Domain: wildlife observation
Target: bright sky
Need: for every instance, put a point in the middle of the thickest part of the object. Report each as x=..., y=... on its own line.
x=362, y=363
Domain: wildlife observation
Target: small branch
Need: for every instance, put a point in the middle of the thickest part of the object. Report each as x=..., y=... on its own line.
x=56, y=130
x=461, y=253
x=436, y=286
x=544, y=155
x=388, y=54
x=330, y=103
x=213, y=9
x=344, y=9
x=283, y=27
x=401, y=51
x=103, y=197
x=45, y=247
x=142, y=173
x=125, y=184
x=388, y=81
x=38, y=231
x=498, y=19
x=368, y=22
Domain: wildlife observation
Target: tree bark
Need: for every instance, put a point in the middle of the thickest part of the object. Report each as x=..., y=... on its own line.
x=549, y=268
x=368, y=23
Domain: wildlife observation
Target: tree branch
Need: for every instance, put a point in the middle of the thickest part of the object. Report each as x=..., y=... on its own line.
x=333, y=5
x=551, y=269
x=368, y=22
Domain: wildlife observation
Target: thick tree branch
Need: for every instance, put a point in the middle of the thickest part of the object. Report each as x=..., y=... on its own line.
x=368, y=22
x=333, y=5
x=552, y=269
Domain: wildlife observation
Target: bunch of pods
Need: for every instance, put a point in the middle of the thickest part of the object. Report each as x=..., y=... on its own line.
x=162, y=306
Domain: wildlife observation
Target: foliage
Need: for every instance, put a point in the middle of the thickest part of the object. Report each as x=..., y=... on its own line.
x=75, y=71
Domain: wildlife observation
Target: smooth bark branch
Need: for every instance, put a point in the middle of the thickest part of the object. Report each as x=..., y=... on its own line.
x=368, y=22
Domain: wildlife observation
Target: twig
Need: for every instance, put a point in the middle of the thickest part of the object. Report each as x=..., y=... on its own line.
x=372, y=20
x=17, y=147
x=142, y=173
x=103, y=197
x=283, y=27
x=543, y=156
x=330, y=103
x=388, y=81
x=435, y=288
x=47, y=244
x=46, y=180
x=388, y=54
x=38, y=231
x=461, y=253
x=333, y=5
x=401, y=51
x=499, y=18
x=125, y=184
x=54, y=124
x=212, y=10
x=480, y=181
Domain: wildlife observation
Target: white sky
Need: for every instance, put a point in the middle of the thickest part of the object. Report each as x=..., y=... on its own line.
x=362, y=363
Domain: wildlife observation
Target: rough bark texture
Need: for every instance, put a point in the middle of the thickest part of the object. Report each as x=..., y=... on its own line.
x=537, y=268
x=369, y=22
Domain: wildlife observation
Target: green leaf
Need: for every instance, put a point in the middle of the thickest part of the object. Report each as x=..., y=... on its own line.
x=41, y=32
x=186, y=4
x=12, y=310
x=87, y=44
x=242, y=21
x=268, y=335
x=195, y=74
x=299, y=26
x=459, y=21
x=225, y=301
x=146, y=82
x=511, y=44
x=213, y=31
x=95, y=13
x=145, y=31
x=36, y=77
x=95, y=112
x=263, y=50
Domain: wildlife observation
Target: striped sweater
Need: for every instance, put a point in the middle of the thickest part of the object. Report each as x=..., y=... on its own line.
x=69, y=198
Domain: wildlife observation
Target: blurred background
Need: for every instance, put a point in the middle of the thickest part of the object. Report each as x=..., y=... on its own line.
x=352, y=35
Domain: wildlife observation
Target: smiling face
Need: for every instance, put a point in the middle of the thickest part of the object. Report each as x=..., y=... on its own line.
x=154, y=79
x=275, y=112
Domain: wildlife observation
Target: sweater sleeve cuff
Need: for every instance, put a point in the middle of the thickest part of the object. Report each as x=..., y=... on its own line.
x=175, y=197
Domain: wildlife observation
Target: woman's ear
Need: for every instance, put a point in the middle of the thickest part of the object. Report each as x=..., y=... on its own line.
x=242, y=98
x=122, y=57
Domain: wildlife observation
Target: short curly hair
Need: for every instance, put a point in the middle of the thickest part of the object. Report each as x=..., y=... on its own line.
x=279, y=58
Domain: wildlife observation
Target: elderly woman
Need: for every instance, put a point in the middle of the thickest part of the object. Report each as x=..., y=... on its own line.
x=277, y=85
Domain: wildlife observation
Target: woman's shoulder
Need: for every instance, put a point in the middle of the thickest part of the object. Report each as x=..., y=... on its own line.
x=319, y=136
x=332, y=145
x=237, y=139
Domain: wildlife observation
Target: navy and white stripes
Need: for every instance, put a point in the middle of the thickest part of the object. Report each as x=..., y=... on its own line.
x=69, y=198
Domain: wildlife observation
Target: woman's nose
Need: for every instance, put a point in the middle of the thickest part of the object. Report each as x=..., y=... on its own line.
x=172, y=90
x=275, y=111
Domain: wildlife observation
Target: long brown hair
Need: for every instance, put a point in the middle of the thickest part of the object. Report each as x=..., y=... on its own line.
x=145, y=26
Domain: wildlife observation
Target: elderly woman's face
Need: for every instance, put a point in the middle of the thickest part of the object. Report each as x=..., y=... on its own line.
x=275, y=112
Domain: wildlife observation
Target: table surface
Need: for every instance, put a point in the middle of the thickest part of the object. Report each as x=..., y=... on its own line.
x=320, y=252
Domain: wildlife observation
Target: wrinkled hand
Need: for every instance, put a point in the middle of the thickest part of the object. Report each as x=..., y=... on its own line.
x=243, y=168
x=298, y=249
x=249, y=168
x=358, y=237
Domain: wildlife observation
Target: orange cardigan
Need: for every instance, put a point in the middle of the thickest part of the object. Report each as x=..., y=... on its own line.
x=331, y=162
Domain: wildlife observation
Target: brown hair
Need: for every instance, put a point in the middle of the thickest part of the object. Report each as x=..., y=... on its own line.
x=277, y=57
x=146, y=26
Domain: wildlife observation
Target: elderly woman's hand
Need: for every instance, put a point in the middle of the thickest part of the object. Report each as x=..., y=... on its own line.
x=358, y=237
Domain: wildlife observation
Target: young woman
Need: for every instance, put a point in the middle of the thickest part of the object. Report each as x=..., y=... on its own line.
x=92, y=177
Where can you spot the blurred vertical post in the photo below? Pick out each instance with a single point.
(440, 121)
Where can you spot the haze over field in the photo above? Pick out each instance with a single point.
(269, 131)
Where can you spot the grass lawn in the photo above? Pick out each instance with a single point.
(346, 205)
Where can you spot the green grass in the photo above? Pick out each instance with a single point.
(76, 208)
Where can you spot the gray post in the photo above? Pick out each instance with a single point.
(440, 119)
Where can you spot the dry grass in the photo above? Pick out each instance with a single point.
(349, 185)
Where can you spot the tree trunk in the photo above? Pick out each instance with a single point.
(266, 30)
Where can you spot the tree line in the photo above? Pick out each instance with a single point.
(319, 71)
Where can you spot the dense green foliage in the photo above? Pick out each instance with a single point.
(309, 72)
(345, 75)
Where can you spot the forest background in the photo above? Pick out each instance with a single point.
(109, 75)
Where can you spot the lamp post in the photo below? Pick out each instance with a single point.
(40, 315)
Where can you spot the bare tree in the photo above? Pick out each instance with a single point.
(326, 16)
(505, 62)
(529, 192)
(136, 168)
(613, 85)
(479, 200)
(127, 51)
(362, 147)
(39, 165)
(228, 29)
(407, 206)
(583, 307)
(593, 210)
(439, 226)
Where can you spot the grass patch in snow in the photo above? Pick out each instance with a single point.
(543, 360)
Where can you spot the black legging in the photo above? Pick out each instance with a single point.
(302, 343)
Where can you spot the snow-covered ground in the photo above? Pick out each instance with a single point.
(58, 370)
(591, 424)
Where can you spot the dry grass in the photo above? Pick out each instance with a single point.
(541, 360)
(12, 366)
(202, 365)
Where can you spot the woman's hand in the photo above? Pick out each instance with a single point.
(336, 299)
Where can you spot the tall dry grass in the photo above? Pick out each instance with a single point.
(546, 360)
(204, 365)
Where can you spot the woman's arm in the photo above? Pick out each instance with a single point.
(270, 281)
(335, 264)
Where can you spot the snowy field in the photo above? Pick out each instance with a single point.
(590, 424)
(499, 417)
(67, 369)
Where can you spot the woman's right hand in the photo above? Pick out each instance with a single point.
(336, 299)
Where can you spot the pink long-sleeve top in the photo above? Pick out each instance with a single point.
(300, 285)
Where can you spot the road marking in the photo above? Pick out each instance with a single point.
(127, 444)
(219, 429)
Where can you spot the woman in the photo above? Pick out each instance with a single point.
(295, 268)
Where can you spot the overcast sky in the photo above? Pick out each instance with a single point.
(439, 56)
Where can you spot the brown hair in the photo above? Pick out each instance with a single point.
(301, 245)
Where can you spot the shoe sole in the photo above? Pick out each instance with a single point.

- Given request:
Copy the records above again, without changes, starting at the line that contains "Where can you spot the overcast" and continuing through the end of the records, with both ends included.

- Problem solution:
Where can you spot the overcast sky in the photo above? Pick out each instance with a single point.
(439, 56)
Where can you spot the brown hair in the photo above? Pick out each instance with a single point.
(301, 245)
Where can you spot the shoe sole in the photo above? Pick out each instance with a single point.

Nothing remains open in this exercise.